__EXTRACTED RECORDS__.

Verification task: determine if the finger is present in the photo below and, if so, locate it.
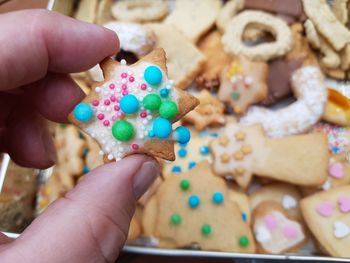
[5,101,56,169]
[0,155,159,263]
[0,10,119,90]
[26,73,85,122]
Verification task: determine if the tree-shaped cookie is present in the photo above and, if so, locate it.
[210,123,329,188]
[142,161,255,253]
[69,49,198,161]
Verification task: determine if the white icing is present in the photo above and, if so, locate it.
[240,66,327,137]
[333,221,350,239]
[84,62,180,160]
[254,226,271,243]
[282,195,298,210]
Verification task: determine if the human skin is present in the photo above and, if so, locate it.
[0,10,159,263]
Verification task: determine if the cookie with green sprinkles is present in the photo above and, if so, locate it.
[142,161,255,253]
[69,49,199,162]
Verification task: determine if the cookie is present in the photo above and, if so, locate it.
[210,123,329,188]
[95,0,113,25]
[112,0,169,22]
[142,162,255,253]
[149,24,206,89]
[69,49,198,161]
[301,185,350,258]
[304,19,341,69]
[74,0,98,23]
[229,189,251,225]
[240,66,327,137]
[103,21,157,57]
[332,0,349,25]
[196,30,231,90]
[222,10,293,61]
[252,201,307,254]
[249,183,302,221]
[262,59,303,105]
[216,0,244,32]
[303,0,350,51]
[163,133,213,178]
[183,90,226,131]
[165,0,221,43]
[218,56,268,114]
[322,88,350,126]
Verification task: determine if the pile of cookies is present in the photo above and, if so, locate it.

__REQUIREMENTS__. Reproduce every line of the records above word for word, leaving out the picture.

__REPLY TO THE TASK__.
Verification task: determine if the finger is present in the photo below and, if so, locate it.
[5,101,56,169]
[0,155,159,263]
[0,10,119,90]
[26,73,85,122]
Verification task: determine if the tree-shaped cookie is present in the photo above and, if so, locate it.
[210,123,329,188]
[142,161,255,253]
[69,49,198,161]
Verification task: determine if the white icing is present in the photo above and, if so, locate it.
[240,66,327,137]
[333,221,350,239]
[84,62,180,160]
[254,226,271,243]
[282,195,298,210]
Verification task: determine if the human skin is present in the photo above and, if so, locate it.
[0,10,159,263]
Verification task: determine if the cookie with green sprinkles is present in the photo above and, if so, locate it.
[142,161,255,253]
[69,49,199,162]
Verification task: determine if the cookie is present in the photo above and, if so, locate it.
[210,123,329,188]
[95,0,113,25]
[112,0,169,22]
[142,162,255,253]
[149,24,206,89]
[69,49,198,161]
[301,185,350,258]
[304,19,341,69]
[74,0,98,23]
[229,189,251,225]
[240,66,327,137]
[103,21,157,57]
[332,0,349,25]
[196,30,231,90]
[222,10,293,61]
[252,201,307,254]
[249,183,302,221]
[262,59,303,105]
[216,0,244,32]
[303,0,350,51]
[163,133,213,178]
[183,90,226,131]
[165,0,221,43]
[218,56,268,114]
[322,88,350,126]
Verification task: determine if the pile of cookies is present in the photo above and, if so, locate it.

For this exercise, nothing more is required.